Instructions for the task:
Arrange all of the material below as a numbered list, leaving out blank lines and the pictures.

Dataset extract:
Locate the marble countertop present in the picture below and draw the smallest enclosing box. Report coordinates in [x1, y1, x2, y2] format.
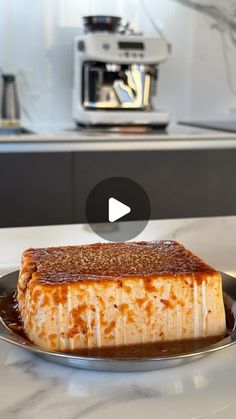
[0, 123, 236, 153]
[0, 216, 236, 419]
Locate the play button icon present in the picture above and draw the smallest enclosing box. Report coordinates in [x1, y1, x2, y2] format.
[85, 177, 150, 241]
[108, 198, 131, 223]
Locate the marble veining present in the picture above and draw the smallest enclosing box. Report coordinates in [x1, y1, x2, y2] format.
[172, 0, 236, 96]
[0, 217, 236, 419]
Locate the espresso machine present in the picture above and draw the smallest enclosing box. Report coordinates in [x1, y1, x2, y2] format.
[73, 16, 170, 128]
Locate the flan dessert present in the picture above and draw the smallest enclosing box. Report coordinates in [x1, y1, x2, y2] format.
[17, 241, 226, 352]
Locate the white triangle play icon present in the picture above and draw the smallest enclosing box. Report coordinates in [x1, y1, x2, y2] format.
[108, 198, 131, 223]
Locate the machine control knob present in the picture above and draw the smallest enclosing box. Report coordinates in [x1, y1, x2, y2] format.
[77, 40, 85, 51]
[102, 43, 110, 51]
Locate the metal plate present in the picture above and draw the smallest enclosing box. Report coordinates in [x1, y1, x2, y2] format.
[0, 271, 236, 372]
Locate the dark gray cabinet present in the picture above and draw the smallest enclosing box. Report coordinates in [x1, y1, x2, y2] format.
[0, 149, 236, 227]
[0, 153, 72, 227]
[73, 149, 236, 222]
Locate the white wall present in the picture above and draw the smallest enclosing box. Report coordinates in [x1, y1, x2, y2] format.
[0, 0, 236, 126]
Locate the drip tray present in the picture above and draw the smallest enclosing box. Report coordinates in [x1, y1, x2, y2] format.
[0, 126, 33, 136]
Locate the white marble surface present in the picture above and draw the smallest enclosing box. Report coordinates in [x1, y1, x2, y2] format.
[0, 216, 236, 419]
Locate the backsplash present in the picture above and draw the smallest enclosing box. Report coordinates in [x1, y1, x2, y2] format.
[0, 0, 236, 127]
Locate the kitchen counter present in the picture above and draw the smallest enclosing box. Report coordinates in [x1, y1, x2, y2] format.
[0, 124, 236, 153]
[0, 216, 236, 419]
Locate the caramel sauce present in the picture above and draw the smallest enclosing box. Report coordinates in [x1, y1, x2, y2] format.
[22, 240, 217, 284]
[0, 291, 230, 359]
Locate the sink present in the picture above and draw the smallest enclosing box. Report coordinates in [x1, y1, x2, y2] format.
[0, 126, 33, 136]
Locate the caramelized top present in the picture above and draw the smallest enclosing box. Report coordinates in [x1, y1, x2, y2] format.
[21, 240, 215, 283]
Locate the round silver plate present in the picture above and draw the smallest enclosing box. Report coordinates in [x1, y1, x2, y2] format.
[0, 271, 236, 372]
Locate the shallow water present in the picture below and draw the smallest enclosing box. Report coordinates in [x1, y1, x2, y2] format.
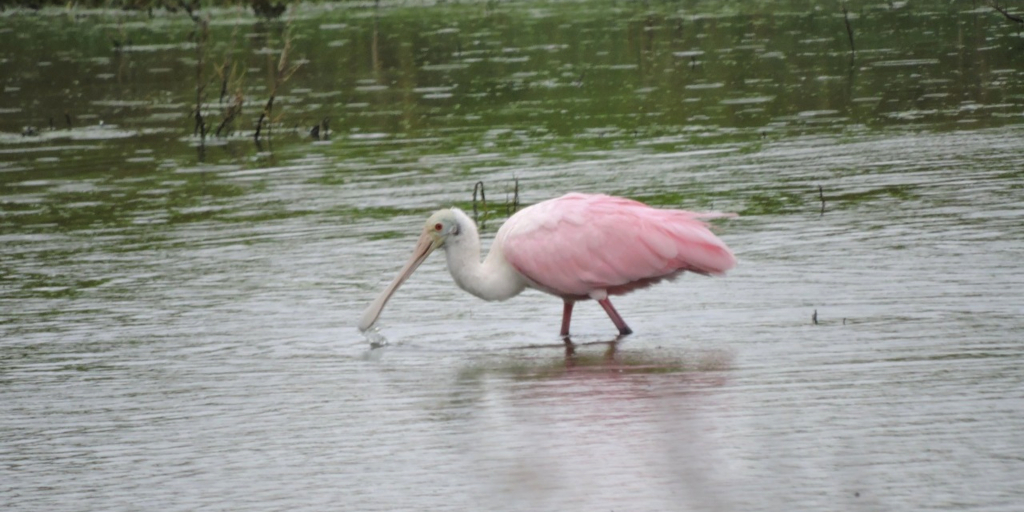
[0, 2, 1024, 511]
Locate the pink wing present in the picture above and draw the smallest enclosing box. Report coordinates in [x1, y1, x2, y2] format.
[497, 194, 736, 296]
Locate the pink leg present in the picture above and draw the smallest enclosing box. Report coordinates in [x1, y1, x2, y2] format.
[598, 299, 633, 336]
[559, 299, 575, 336]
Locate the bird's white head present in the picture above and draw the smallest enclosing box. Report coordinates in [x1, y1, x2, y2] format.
[358, 208, 472, 331]
[423, 208, 465, 249]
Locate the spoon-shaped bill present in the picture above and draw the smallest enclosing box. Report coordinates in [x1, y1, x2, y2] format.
[358, 232, 440, 332]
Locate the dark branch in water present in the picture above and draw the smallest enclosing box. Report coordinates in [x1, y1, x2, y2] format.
[473, 181, 487, 228]
[992, 1, 1024, 25]
[253, 29, 302, 145]
[505, 178, 519, 217]
[843, 2, 857, 55]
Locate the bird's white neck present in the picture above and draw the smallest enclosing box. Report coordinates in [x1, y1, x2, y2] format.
[443, 208, 526, 300]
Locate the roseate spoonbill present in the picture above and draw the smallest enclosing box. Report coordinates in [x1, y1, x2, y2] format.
[358, 194, 736, 337]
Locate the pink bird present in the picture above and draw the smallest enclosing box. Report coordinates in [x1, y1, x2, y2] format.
[358, 194, 736, 337]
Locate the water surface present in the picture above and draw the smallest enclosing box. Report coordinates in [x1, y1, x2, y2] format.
[0, 2, 1024, 511]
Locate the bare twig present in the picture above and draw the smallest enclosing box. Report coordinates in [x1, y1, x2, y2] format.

Solution for this exercise:
1. Locate the marble countertop present in the picture below and draw the smallest enclosing box. Report coordinates in [x1, y1, x2, y2] format.
2. [0, 123, 236, 153]
3. [0, 216, 236, 419]
4. Locate the play button icon present in the picture above and draw the smallest enclosing box. Report coordinates in [x1, y1, x2, y2] format.
5. [85, 177, 150, 241]
6. [108, 198, 131, 223]
7. Locate the marble veining present in the picture above and draw the smallest enclosing box. Report coordinates in [x1, y1, x2, y2] format.
8. [172, 0, 236, 96]
9. [0, 217, 236, 419]
10. Locate the espresso machine present in the picture above and draw the smallest enclosing box. Report coordinates in [x1, y1, x2, y2] format.
11. [73, 16, 170, 128]
12. Locate the flan dessert present in the picture above and draw the smallest enclosing box. Report coordinates in [x1, y1, x2, y2] format.
13. [17, 241, 226, 352]
14. Locate the white triangle play icon present in the picture above and draw the smallest enclosing box. Report coordinates in [x1, y1, x2, y2] format.
15. [108, 198, 131, 223]
16. Locate the machine control knob present in the picture above and draw the smallest enclosing box. Report coordinates in [x1, y1, x2, y2] format.
17. [77, 40, 85, 51]
18. [102, 43, 110, 51]
19. Locate the metal plate present in the picture above and draw the smallest enclosing box. Report coordinates in [x1, y1, x2, y2] format.
20. [0, 271, 236, 372]
21. Locate the dark gray cabinet present in the picture above and draw the smallest enclosing box. Report coordinates in [x1, y1, x2, y2] format.
22. [0, 149, 236, 227]
23. [0, 153, 72, 227]
24. [73, 149, 236, 222]
25. Locate the white wall present in the picture above and draw the smallest enclosing box. Report coordinates in [x1, y1, x2, y2] format.
26. [0, 0, 236, 126]
27. Locate the drip tray present in the picture above and draw the smallest enclosing box. Report coordinates in [x1, y1, x2, y2] format.
28. [0, 126, 33, 136]
29. Locate the white marble surface present in the picture above and draw the smallest enclosing box. Report coordinates in [x1, y1, x2, y2] format.
30. [0, 216, 236, 419]
31. Locate the backsplash present in the picture above and draw the smallest enclosing box. Report coordinates in [x1, y1, x2, y2] format.
32. [0, 0, 236, 127]
33. Locate the kitchen counter present in the picture above and draw the smallest enclosing box. Report coordinates in [x1, y1, x2, y2] format.
34. [0, 124, 236, 153]
35. [0, 216, 236, 419]
36. Locate the caramel sauce present in the picture above and draw the smallest enclosing box. Report coordinates in [x1, y1, x2, y2] format.
37. [22, 240, 217, 284]
38. [0, 291, 230, 359]
39. Locate the sink present in the picture above and draw the smallest enclosing box. Report coordinates in [x1, y1, x2, y2] format.
40. [0, 126, 33, 136]
41. Locate the caramelized top present in the picture above and draw the smallest enclosing box. Report coordinates in [x1, y1, x2, y2] format.
42. [21, 240, 215, 283]
43. Locate the round silver plate present in the picture above and draw the smallest enclosing box. Report coordinates in [x1, y1, x2, y2] format.
44. [0, 271, 236, 372]
45. Locate the shallow water present in the picture below and draw the smallest enclosing box. Report coordinates in [x1, y1, x2, y2] format.
46. [0, 2, 1024, 511]
47. Locate the pink wing present in the picture above and draw the smallest enclosing box. Report coordinates in [x1, y1, x2, y2] format.
48. [497, 194, 736, 296]
49. Locate the pink leg present in the picture above and draw the smallest enclosing box. Report coordinates in [x1, y1, x2, y2] format.
50. [598, 299, 633, 336]
51. [559, 299, 575, 336]
52. Locate the bird's white head present in the picture above and draw the smallest enclosing box. Report coordinates in [x1, y1, x2, y2] format.
53. [358, 208, 472, 331]
54. [423, 208, 465, 249]
55. Locate the spoon-shaped bill present in the picture above and draw the smallest enclosing box. Report coordinates in [x1, y1, x2, y2] format.
56. [358, 232, 440, 332]
57. Locate the dark branch in water present in the picture above and draw the smallest enclosing box. Report coordinates in [x1, y1, x2, y2] format.
58. [473, 181, 487, 228]
59. [992, 1, 1024, 25]
60. [253, 29, 302, 145]
61. [505, 178, 519, 217]
62. [843, 2, 857, 55]
63. Locate the bird's white neck present in the picture above and draw the smallest enclosing box. Report coordinates in [x1, y1, x2, y2] format.
64. [443, 208, 526, 300]
65. Locate the roseate spoonbill present in the picture above and draw the smallest enclosing box. Report coordinates in [x1, y1, x2, y2] format.
66. [358, 194, 736, 337]
67. Locate the pink bird present in the picture above and draw the smallest enclosing box. Report coordinates in [x1, y1, x2, y2] format.
68. [358, 194, 736, 337]
69. Locate the water surface present in the picture above and draw the smallest enclosing box. Report coordinates in [x1, y1, x2, y2] format.
70. [0, 2, 1024, 511]
71. Locate the bare twig present in the picture above and draw the smallest enclosing box. Report coordinates in [x1, y1, x2, y2] format.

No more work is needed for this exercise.